DIRECTIONS FOR THIS TASK:
In the material below, replace "motion tracker" with "object tracker" wherever it appears, and leave everything else unchanged.

Bounding box annotation entries:
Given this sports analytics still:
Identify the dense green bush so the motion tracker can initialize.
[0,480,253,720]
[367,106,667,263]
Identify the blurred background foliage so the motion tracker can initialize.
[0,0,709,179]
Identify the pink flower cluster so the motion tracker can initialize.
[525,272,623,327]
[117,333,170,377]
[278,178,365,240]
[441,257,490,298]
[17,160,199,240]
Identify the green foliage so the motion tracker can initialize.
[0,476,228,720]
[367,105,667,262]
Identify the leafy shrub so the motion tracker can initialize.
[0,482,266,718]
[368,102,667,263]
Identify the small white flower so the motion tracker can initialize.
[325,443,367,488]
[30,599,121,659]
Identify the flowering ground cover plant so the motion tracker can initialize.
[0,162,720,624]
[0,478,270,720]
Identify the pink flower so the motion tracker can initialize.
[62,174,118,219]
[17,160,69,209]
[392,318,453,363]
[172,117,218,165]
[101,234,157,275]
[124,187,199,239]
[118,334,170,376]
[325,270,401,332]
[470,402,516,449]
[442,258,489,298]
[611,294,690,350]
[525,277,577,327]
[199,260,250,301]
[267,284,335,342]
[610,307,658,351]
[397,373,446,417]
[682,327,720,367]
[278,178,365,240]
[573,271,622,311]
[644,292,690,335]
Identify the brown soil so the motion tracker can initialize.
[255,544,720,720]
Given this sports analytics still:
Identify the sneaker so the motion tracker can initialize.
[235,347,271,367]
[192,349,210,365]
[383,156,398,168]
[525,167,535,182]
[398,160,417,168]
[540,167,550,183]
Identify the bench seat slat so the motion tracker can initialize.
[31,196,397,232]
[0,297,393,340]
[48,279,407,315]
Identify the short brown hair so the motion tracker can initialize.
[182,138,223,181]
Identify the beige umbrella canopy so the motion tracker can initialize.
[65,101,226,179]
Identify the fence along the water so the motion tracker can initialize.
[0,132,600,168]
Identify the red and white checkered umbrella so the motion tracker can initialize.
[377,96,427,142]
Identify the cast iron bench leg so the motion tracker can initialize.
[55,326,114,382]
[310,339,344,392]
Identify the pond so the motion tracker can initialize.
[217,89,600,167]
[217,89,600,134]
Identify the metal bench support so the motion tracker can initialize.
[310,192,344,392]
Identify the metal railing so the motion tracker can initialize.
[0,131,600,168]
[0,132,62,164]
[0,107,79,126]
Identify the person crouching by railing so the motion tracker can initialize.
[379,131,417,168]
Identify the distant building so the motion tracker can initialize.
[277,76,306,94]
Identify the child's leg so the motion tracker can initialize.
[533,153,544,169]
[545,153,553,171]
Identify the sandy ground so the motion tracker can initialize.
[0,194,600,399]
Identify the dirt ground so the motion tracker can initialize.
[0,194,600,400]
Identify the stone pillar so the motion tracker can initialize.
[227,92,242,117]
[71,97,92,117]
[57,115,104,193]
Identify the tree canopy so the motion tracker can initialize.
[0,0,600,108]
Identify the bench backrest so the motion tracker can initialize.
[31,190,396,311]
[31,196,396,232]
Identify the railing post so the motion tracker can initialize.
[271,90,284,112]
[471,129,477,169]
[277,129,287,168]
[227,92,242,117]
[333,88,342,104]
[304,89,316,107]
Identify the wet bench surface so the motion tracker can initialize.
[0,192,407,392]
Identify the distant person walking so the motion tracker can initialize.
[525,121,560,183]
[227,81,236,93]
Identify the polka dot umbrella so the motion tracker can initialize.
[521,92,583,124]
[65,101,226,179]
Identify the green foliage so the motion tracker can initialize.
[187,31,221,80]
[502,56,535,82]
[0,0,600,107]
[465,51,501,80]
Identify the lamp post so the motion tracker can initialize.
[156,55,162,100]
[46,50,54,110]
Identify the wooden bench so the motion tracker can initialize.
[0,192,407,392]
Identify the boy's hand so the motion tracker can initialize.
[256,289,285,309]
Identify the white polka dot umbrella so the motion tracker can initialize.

COMPLETE ANSWER:
Given this sports analytics still:
Identify the dense green bush so the object tracker can initialize.
[0,480,253,720]
[367,106,667,263]
Identify the blurred background foliage so the object tracker can initialize.
[0,0,709,179]
Identify the pink flower cluster so the object tracker can initialize.
[525,272,623,327]
[117,333,170,377]
[278,178,365,240]
[441,257,490,298]
[17,160,199,240]
Identify the green foliage so the object tracker can initialize.
[0,476,228,720]
[367,105,667,262]
Identify the leafy shrub so the object tracker can initialize.
[0,482,266,718]
[368,102,667,263]
Identify the small white flower so the object tracker can initialize.
[325,443,367,488]
[30,599,121,659]
Identify the flowering ground cover plant so the object tracker can initialize.
[0,162,720,624]
[0,478,270,720]
Identify the pink flower so the object tracker can initialize.
[62,174,118,219]
[17,160,69,209]
[392,318,453,363]
[172,117,218,165]
[101,234,157,275]
[124,187,199,239]
[118,334,170,376]
[325,270,401,332]
[470,402,516,449]
[442,258,489,298]
[611,294,690,350]
[525,277,577,327]
[199,260,250,301]
[267,284,335,342]
[610,307,658,351]
[397,373,446,417]
[682,327,720,367]
[278,178,365,240]
[573,271,622,311]
[644,292,690,335]
Identify the brown soil so the object tracker can initialize.
[255,544,720,720]
Given this sports analytics still:
Identify the sneaker so the object tracker can initialize.
[235,347,271,367]
[192,349,210,365]
[383,156,398,168]
[525,167,535,182]
[398,160,417,168]
[540,167,550,183]
Identify the bench seat slat so the object tracker can initialize.
[31,196,397,232]
[0,297,393,340]
[48,279,407,315]
Identify the short brown hair so the object tracker can initialize.
[182,138,223,181]
Identify the beige umbrella canopy so the object tracker can initialize.
[65,101,226,179]
Identify the fence along the water so the object tracker can initialize.
[0,132,600,168]
Identify the red and white checkered umbrella so the object tracker can initialize.
[377,96,427,142]
Identify the cast iron bench leg so the object tracker can initialize.
[55,326,114,382]
[310,339,344,392]
Identify the pond so the object tracker can initialize.
[217,89,600,167]
[217,89,600,134]
Identify the metal bench support so the object tracker can initialize.
[310,192,344,392]
Identify the metal railing so the object tracker can initialize.
[0,131,600,168]
[0,132,62,164]
[0,107,79,126]
Identify the person crouching by railing so the object tracker can initialize.
[379,131,417,168]
Identify the distant building so the object tracker can initialize.
[277,76,306,94]
Identify the child's leg so the object tracker can initialize.
[533,153,544,169]
[545,153,553,171]
Identify the sandy ground so the object tracker can initialize.
[0,194,600,399]
Identify the dirt ground so the object tracker can initialize.
[0,194,600,400]
Identify the stone pillar so the object tracker can initialize.
[227,92,242,117]
[71,97,92,117]
[57,115,104,193]
Identify the tree canopy so the object tracker can initialize.
[0,0,600,108]
Identify the bench backrest so the object tracker can initialize.
[31,190,396,311]
[31,196,396,232]
Identify the railing post so the object tracker can initialize.
[271,90,284,112]
[471,129,477,169]
[277,129,287,168]
[227,92,242,117]
[333,88,342,104]
[304,89,316,107]
Identify the wet bench surface so the object tracker can initialize.
[0,192,407,392]
Identify the distant person walking so the object tracker can initialize.
[525,121,560,183]
[227,81,236,93]
Identify the polka dot umbrella so the object tracker can initialize.
[521,92,583,124]
[65,101,226,179]
Identify the green foliage so the object tracker can initialize.
[187,31,221,80]
[502,56,535,82]
[0,0,600,107]
[465,51,501,80]
Identify the lamp post so the object tracker can initialize.
[156,55,162,100]
[46,50,54,110]
Identify the wooden bench so the object tracker can initialize.
[0,192,407,392]
Identify the boy's hand so the object tracker can initialize.
[256,289,285,309]
Identify the white polka dot umbrella so the object tracker can initialize.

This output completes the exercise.